* [WORK INSTRUCTION] Write out everything from "Ronald D. White, Los" down to "ago, Jelinek said." in the article on shipping delays, copying it word for word.

* [EXTRACT PROVIDED]
•••

A tangled supply chain means shipping delays. Do your holiday shopping now

Ronald D. White, Los Angeles Times on

Published in Business News

"Now that we have a lot of demand, we have fewer ships," he said.

That means shipping prices have soared. The price to move a cargo container across the Pacific Ocean is now about $10,000 to $15,000, up from $2,700 to $2,900 a year ago, Jelinek said.

Those costs have helped feed rising consumer prices.

The Labor Department said in August that consumer prices jumped 0.5% from June to July, the smallest increase since February. Prices jumped 5.4% compared with a year earlier.

As cargo movement is stalled by ship, port, truck and rail problems, the effects will vary across the nation, said James Zahn, deputy editor of the Toy Book, a leading trade publication for the toy industry.

"This is something we haven't really seen in the toy industry before, and that's regional outages on specific items," Zahn said. "Something might be plentiful in one state, or even one city; in the next one over, the shelves are completely bare because of how it's filtered out within this strange distribution cycle.


"As a dad with two little girls, I know what it's like to be chasing things. If you go to Amazon, you'll start noticing that the delivery dates are actually further out than they usually are. So shop early, yes.

"You've got to be checking out independent toy stores that are staffed by folks that actually know toys. And if we come down to a point where something hot might be sold out, those folks can easily recommend another great toy for the kids that you're shopping for."

At the Cub House, supply shortages pushed owners Sean Talkington and Carla Alcibar to start the store's own brand, called Beach Club. The store's staff has built 45 bikes using some of the last shipments of parts and components received before the pandemic.

The problem returns, however, when their current supply sells out.

•••

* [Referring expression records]

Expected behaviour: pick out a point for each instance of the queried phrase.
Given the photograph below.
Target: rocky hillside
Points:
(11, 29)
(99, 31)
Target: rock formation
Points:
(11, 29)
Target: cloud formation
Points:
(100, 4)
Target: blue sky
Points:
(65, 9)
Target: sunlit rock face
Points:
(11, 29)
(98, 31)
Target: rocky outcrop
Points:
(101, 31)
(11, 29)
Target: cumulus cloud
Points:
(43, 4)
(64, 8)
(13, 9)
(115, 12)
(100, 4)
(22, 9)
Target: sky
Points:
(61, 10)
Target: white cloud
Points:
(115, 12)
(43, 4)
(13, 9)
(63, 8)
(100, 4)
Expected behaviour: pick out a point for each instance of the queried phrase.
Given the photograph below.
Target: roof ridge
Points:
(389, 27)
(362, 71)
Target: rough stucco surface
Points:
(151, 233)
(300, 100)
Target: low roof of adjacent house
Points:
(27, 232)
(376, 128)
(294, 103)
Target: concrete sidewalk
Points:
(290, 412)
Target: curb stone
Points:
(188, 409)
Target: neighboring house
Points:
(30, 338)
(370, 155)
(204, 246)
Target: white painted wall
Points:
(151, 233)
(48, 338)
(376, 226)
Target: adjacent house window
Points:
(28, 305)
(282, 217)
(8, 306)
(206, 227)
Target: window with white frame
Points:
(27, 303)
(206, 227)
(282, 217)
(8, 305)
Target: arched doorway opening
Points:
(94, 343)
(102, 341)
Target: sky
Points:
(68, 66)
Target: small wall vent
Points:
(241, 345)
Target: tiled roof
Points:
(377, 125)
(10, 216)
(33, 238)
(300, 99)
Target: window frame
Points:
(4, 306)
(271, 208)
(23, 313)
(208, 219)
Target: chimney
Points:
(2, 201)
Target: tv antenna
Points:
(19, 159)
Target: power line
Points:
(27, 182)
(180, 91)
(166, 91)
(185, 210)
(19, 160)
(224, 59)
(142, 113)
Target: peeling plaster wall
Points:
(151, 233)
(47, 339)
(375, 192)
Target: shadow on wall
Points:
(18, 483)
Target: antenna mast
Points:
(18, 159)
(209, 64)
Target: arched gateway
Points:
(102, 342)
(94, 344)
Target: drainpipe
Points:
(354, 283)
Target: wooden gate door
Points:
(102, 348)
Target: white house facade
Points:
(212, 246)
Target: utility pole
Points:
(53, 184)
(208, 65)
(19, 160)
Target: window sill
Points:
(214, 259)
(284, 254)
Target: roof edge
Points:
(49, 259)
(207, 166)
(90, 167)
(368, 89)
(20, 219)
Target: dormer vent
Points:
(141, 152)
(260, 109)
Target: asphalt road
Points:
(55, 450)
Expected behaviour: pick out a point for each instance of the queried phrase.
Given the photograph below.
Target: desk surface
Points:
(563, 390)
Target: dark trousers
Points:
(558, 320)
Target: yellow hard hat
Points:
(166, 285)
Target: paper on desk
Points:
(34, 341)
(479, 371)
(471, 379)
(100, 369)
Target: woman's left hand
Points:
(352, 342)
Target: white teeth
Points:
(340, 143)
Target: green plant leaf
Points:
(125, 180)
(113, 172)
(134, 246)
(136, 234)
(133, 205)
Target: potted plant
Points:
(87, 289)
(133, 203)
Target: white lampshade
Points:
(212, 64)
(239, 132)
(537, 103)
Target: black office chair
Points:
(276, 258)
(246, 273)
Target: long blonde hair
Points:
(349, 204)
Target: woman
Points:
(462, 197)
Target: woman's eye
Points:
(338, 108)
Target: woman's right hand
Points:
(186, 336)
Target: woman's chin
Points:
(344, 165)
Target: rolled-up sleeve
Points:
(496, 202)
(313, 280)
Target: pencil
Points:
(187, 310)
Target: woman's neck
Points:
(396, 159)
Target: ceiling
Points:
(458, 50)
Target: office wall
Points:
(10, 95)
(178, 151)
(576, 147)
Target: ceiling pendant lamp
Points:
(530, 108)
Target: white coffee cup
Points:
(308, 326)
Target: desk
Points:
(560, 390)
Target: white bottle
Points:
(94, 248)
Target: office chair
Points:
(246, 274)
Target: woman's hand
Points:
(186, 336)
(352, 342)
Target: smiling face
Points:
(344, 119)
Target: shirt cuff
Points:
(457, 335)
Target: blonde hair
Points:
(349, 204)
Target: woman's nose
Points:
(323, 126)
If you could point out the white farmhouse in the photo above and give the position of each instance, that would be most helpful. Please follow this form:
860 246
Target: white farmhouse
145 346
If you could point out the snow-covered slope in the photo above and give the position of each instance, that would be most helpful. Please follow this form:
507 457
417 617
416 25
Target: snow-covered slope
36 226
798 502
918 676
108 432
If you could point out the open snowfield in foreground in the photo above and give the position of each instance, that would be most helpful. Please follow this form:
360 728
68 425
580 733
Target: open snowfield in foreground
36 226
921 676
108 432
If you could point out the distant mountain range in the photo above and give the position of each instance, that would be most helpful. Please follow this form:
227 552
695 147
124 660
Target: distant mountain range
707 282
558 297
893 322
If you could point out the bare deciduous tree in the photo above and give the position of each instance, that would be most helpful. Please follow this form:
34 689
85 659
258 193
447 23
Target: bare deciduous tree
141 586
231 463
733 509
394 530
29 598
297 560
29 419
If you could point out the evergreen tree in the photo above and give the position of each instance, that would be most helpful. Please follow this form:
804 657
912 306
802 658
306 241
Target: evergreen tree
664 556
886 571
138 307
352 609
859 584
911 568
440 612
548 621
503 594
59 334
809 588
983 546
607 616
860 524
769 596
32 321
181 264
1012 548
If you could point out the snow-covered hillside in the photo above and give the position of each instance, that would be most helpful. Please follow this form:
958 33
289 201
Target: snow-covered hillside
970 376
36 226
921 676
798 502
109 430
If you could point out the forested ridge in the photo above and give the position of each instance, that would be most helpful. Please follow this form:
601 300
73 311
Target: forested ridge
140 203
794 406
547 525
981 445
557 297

•••

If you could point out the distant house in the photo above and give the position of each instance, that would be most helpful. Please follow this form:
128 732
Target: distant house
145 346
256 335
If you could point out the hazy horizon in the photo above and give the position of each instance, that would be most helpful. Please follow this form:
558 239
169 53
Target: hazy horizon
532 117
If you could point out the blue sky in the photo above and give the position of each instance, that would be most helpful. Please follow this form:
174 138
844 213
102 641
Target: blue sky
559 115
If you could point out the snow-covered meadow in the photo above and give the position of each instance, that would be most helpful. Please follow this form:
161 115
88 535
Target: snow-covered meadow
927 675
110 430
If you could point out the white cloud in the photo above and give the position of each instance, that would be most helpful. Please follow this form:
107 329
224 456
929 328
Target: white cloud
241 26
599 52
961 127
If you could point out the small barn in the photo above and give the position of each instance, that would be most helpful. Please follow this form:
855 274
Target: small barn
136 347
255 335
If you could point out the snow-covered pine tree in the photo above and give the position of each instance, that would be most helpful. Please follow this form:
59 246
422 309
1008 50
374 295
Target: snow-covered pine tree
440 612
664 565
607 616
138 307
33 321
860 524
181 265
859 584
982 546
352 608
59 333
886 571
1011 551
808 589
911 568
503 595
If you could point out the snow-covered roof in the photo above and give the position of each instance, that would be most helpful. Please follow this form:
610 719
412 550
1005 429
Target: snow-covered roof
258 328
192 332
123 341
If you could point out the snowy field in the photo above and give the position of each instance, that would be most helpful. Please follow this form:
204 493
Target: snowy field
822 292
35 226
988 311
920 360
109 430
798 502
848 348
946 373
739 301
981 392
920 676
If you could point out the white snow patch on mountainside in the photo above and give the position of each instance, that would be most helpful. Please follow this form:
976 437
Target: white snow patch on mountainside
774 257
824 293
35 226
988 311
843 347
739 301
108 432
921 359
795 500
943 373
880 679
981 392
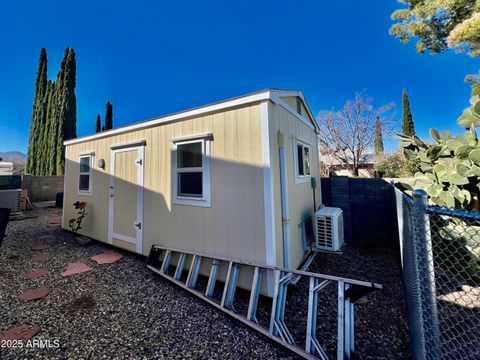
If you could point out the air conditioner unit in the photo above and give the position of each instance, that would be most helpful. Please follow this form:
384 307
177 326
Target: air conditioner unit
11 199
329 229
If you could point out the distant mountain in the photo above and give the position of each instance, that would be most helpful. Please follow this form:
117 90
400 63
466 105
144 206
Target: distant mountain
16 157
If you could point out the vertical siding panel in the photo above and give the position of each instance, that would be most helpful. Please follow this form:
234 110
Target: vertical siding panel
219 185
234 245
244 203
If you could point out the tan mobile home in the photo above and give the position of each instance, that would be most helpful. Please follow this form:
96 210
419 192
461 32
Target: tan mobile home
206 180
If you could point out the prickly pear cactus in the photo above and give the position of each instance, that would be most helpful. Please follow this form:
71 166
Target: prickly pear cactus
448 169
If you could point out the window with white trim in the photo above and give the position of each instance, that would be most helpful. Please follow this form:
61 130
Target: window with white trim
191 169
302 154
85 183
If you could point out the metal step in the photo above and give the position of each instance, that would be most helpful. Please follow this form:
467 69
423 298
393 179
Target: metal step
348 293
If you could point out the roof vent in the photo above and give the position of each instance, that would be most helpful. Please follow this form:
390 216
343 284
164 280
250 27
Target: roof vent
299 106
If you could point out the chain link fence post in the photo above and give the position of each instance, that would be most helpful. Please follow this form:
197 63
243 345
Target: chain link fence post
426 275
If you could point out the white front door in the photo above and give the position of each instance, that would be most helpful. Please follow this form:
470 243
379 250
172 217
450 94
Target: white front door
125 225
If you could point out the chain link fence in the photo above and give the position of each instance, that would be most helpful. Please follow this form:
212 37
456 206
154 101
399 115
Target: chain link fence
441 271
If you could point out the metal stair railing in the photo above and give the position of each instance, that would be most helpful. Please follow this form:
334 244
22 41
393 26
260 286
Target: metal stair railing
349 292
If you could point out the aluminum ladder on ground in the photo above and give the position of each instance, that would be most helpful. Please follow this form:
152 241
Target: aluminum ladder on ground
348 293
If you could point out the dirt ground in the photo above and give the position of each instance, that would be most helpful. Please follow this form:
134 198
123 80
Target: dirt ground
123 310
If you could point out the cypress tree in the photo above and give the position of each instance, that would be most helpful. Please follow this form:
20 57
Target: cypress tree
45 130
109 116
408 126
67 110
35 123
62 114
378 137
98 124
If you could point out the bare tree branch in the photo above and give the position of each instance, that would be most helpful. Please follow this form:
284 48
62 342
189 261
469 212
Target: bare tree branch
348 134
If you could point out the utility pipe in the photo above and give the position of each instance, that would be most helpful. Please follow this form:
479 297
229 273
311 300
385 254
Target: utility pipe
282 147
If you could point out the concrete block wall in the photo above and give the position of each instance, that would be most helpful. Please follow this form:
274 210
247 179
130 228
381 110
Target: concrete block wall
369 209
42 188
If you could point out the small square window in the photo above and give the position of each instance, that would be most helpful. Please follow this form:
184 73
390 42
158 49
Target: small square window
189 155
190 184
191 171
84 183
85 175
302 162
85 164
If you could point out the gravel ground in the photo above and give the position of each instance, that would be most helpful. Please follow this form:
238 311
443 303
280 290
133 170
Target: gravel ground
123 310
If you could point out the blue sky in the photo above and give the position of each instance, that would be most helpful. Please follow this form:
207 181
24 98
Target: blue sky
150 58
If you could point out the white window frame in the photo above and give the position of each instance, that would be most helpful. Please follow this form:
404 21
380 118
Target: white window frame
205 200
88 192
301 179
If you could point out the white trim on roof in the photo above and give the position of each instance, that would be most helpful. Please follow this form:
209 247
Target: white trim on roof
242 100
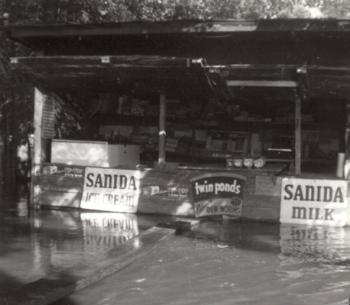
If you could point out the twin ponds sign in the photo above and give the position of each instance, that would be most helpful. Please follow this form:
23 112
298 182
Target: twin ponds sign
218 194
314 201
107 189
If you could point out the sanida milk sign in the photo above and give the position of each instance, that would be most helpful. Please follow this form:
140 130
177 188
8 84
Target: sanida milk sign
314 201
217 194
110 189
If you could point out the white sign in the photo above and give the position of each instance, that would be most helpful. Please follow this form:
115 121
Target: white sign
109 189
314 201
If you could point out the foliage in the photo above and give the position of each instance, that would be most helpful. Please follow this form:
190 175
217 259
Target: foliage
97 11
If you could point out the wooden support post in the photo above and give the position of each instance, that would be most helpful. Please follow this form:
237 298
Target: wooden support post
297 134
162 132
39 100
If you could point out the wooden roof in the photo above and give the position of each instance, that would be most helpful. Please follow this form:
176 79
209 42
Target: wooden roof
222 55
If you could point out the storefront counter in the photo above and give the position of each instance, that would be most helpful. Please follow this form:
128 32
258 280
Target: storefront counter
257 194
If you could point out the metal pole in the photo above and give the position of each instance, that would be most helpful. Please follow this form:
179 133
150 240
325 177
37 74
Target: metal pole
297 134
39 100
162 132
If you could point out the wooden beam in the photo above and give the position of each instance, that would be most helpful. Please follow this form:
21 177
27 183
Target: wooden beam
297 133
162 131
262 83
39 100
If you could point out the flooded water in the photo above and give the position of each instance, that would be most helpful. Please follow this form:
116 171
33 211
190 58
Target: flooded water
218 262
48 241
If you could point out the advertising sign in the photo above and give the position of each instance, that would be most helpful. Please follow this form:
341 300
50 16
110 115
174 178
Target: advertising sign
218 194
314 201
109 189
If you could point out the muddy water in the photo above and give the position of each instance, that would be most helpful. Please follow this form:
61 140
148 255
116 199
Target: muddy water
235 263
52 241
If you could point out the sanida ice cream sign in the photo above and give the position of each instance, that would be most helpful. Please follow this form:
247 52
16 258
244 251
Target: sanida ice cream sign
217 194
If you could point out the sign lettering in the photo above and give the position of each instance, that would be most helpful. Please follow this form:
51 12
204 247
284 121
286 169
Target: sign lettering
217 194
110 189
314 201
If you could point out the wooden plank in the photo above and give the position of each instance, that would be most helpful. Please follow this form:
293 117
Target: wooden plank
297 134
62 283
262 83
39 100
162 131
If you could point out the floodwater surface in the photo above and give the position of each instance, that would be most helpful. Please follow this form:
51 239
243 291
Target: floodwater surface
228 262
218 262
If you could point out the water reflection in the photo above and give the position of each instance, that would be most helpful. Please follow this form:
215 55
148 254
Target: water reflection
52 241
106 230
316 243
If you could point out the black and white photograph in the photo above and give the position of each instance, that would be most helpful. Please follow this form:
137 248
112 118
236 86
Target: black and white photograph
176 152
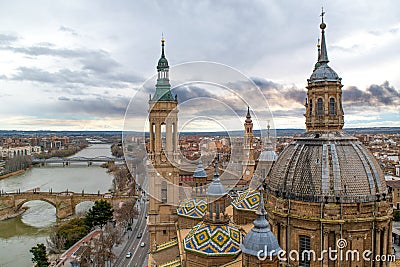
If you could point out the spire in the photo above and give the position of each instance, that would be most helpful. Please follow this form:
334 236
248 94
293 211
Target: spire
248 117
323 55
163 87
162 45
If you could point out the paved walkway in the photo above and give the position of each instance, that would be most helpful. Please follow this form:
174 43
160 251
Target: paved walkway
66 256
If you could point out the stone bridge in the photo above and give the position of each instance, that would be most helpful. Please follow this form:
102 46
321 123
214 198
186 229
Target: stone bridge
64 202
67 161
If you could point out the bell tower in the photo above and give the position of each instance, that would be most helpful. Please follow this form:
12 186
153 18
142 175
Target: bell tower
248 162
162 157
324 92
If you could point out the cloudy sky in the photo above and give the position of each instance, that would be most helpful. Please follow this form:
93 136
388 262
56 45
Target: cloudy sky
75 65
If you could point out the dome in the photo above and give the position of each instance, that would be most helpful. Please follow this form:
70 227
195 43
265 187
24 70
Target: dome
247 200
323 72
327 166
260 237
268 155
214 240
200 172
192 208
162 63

•••

* [EXERCISE ANSWER]
Ronald D. White, Los Angeles Times on

Published in Business News

"Now that we have a lot of demand, we have fewer ships," he said.

That means shipping prices have soared. The price to move a cargo container across the Pacific Ocean is now about $10,000 to $15,000, up from $2,700 to $2,900 a year ago, Jelinek said.